Would you repeat each of the lines below exactly?

■ ■ ■

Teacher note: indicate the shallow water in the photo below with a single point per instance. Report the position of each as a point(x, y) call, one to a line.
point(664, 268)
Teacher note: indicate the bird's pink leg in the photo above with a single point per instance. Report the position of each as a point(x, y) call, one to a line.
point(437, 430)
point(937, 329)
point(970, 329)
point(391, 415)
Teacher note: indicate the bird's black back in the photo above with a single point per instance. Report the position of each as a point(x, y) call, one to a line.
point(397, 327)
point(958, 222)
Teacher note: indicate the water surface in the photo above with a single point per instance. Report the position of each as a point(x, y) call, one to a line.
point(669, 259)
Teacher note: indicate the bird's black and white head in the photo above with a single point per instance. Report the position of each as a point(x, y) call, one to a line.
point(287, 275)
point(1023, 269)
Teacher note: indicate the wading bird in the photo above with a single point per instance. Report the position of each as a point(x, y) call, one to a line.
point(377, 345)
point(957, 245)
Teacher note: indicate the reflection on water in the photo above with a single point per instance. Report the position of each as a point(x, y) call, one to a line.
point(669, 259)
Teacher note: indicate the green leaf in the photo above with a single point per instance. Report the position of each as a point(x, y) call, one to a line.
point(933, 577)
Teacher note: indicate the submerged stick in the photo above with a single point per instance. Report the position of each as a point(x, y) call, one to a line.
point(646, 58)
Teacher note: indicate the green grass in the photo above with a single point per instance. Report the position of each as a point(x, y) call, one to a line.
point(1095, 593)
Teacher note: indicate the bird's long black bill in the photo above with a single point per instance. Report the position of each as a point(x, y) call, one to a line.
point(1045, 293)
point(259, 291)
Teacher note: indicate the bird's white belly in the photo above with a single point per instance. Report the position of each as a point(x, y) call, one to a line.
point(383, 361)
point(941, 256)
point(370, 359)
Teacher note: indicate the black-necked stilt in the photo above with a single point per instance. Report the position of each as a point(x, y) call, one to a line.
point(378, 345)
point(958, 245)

■ ■ ■

[RESULT OF THIS TASK]
Teacher note: indicate the shallow water in the photo below with a single point per instance. Report the position of each as a point(x, y) call, one to a line.
point(664, 268)
Teacher note: indicate the bird's pink leg in the photo above with a single point per instance. Report the position of each as a point(x, y) call, one to a line.
point(437, 430)
point(937, 329)
point(970, 329)
point(391, 415)
Teacher note: indicate the bird's black back in the photo above with a single point per instance. Report the position of each as a point(x, y) call, one to a line.
point(397, 327)
point(958, 222)
Teacher note: indicate the water surface in the photo above with a single point per instance. Report the position of each as a point(x, y) call, one to a line.
point(669, 259)
Teacher note: indicate the bird's black and white head in the photo above with a single point per instance. Report the position of each as a point(x, y) call, one to a line.
point(287, 275)
point(1023, 269)
Teacher note: indicate the wading bird in the photo above with a single point per instance. Report the position of each as a point(x, y) call, one to a line.
point(377, 345)
point(957, 245)
Teacher note: indicate the reflection on water in the photo above with a single point per instance. Report the position of each as a point(x, y) call, one to a line.
point(669, 259)
Teacher note: indicate the green leaf in the photo above with a single point per instance. Report the position of each as a point(x, y) call, one to a line.
point(933, 577)
Teacher note: indicate the submerged stick in the photo above with a single point per instance. Report the position of each as a point(x, y) call, one to a line.
point(646, 58)
Teacher note: indicate the green grass in the photo above with a single point per instance. Report the position of each as a point(x, y) call, one to a line.
point(1095, 593)
Teacher note: indicate the bird's long black bill in the photo above with a single point per instance. Report the position of each as a point(x, y) call, one to a line.
point(1045, 293)
point(259, 291)
Teacher note: indicate the bird's white belly in the photo above with a single point per instance. Report the position of each as a point(x, y) call, one to a line.
point(383, 361)
point(941, 256)
point(370, 359)
Teacher note: indicate the black-necked stilt in the photo above with a single point per instance. Report the position of each as a point(x, y) call, one to a line.
point(378, 345)
point(958, 245)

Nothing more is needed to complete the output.